Rewrite the items below, substituting "gray" for each occurrence of "white" and leaving everything else unchanged. Omit the pictures from your answer.

::: Raw data :::

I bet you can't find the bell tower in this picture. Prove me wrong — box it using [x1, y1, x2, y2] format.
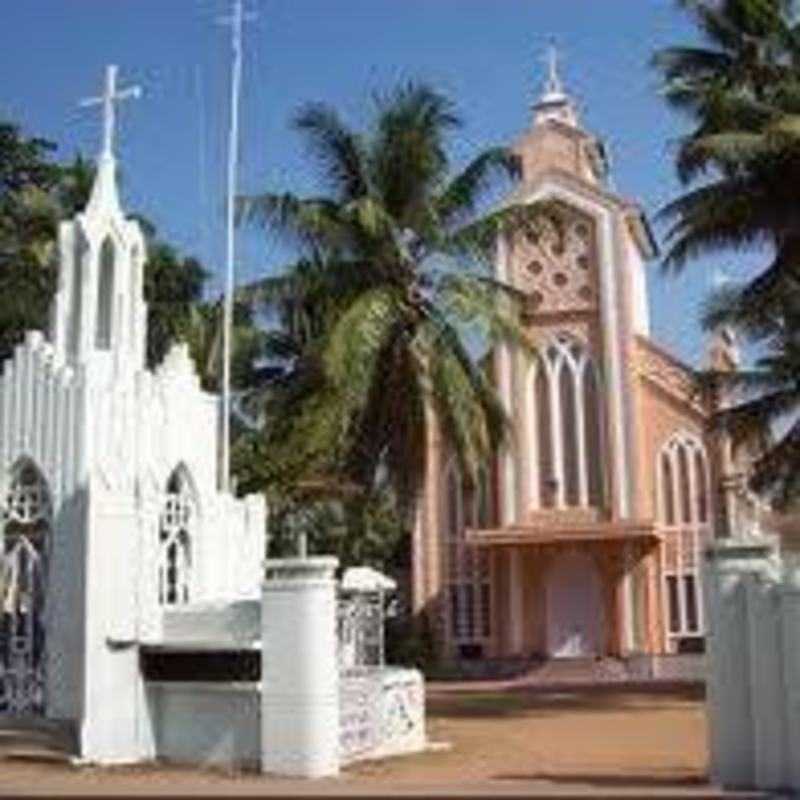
[51, 66, 147, 375]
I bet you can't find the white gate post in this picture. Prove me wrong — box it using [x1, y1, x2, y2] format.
[780, 567, 800, 791]
[261, 557, 339, 778]
[703, 539, 774, 787]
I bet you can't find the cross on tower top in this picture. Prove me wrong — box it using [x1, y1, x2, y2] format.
[544, 39, 564, 95]
[81, 64, 142, 158]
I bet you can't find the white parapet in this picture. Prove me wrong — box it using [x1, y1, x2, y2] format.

:::

→ **Exercise response**:
I bet you can't find the bell tower in this picture. Prove me wrong — box it using [x1, y1, x2, y2] format.
[51, 66, 147, 375]
I bet you can't find the gray gate post in this picture. Prove me wrong — box it using [x1, y1, x2, y2] format.
[780, 567, 800, 791]
[261, 557, 339, 778]
[703, 539, 774, 787]
I bet you can't find the cross on tower top in this picture. Prove me wrong — box it using [x1, y1, x2, y2] format.
[544, 39, 564, 95]
[81, 64, 142, 158]
I bet you can't find the gray parapet in this picture. Prove me wrong — box it using [x1, y1, x2, y2] format.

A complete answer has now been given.